▸ **Given entries**:
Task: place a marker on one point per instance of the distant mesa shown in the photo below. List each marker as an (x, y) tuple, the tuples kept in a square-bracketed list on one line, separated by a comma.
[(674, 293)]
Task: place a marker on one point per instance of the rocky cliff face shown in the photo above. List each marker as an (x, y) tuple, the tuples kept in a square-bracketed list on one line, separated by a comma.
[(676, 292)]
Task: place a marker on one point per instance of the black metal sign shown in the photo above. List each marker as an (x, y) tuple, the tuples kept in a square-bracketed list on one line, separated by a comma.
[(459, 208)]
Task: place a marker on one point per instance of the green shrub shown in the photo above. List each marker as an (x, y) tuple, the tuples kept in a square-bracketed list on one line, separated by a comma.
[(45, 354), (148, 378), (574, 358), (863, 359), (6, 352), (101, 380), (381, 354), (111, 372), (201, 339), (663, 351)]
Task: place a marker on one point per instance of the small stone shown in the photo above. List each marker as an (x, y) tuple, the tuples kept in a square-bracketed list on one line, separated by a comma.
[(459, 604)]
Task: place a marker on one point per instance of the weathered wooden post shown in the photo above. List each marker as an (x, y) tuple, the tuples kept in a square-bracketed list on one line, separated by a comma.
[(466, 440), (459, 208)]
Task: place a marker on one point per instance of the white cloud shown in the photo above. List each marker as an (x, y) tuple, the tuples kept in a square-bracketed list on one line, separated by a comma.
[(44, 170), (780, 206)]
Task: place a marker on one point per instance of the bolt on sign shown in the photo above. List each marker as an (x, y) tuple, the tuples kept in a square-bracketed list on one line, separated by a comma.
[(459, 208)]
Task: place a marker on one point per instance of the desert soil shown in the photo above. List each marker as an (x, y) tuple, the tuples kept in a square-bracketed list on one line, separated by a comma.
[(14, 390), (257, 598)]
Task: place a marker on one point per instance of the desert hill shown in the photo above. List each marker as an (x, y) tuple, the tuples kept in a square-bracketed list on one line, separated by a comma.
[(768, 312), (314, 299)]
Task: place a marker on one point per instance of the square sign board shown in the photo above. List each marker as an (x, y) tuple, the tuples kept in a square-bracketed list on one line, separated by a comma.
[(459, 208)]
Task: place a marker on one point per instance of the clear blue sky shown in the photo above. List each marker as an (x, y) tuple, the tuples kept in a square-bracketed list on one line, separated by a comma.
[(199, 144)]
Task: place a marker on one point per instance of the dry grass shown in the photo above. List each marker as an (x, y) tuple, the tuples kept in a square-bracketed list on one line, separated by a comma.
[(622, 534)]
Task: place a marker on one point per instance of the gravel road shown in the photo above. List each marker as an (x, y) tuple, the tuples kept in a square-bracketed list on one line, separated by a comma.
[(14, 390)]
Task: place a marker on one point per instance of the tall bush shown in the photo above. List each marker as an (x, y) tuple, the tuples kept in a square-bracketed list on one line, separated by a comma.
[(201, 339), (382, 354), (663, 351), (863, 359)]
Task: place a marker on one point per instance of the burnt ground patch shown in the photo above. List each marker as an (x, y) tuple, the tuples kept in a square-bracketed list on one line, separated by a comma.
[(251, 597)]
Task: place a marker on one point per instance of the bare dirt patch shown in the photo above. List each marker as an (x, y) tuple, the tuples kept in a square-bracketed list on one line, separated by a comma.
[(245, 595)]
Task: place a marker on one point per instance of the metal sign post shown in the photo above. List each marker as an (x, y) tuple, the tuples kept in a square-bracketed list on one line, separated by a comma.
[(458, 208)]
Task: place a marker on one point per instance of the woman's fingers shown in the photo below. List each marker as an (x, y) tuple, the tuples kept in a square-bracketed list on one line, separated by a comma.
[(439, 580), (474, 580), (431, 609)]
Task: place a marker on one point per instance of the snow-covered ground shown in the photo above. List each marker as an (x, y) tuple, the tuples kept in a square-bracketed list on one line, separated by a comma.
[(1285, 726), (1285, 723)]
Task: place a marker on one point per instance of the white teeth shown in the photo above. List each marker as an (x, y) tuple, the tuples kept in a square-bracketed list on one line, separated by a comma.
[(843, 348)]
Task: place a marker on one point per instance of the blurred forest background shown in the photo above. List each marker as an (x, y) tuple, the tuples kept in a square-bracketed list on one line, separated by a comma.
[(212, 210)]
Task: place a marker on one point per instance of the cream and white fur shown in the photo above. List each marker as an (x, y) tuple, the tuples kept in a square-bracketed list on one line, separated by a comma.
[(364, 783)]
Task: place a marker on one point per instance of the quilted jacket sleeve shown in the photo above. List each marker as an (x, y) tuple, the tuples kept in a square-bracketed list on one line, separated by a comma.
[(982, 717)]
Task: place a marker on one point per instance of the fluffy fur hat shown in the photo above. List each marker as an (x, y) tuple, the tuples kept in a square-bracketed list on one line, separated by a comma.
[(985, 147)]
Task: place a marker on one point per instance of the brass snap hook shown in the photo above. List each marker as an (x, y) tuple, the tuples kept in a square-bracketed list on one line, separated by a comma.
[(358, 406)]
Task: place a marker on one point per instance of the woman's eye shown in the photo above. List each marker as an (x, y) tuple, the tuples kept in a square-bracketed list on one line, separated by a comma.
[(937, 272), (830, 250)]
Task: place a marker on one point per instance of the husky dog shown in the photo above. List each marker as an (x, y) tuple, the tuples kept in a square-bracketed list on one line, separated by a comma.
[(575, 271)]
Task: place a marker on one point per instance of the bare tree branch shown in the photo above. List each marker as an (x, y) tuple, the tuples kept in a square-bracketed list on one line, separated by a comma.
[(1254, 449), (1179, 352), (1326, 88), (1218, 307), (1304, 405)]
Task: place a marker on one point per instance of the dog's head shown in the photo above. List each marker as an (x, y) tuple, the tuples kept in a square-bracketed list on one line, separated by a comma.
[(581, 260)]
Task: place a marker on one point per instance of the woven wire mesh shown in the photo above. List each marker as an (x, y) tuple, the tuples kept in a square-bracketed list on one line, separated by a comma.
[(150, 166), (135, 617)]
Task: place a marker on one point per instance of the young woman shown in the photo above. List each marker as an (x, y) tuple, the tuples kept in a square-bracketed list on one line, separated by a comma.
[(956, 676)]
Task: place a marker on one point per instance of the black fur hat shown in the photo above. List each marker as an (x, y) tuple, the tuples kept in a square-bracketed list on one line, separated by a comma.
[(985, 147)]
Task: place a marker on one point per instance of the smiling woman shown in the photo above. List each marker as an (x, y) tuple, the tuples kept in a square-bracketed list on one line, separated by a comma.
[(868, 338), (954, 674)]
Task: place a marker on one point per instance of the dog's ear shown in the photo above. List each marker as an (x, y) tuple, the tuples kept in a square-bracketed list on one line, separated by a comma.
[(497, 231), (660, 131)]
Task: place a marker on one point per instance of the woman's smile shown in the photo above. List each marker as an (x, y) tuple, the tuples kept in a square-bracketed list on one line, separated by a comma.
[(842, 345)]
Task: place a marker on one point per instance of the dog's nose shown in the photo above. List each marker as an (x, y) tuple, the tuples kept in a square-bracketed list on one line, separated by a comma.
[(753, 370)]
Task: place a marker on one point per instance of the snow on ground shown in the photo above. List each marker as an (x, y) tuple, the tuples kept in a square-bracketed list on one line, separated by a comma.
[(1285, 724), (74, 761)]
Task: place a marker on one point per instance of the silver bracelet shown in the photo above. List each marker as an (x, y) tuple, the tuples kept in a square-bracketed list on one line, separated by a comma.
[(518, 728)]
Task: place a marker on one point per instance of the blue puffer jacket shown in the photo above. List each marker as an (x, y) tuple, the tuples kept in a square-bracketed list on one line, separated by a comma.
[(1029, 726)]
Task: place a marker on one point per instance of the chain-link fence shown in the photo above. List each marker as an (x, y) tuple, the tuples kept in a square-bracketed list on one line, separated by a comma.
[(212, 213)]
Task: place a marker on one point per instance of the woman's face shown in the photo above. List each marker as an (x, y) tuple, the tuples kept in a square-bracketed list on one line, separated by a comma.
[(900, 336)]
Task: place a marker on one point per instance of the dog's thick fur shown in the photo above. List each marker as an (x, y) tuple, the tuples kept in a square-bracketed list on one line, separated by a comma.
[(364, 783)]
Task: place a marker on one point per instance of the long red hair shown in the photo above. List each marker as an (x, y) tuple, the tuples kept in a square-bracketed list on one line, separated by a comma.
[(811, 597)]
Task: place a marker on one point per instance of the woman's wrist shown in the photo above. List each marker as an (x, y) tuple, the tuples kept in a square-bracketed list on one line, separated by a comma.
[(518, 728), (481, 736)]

▸ **Exercise**:
Can you arrange the lines above, from the line with "the dog's head" through the line with "[(150, 166), (135, 617)]", as a Markdown table with the columns Number and Line, numbering each line and leaving out blank lines?

▸ **Expected answer**:
| Number | Line |
|---|---|
| 1 | Task: place a marker on one point per instance of the dog's head shown in the photo above. List each marker as an (x, y) tuple, the tuples kept in a square-bracketed list on one line, separated by a comma. |
| 2 | [(581, 260)] |
| 3 | Task: place a marker on one point per instance of the woven wire mesh shown in the photo above. List each marker as an (x, y) tuple, the tuples kept in a square-bracketed list on one line, separated by a comma. |
| 4 | [(150, 166), (135, 617)] |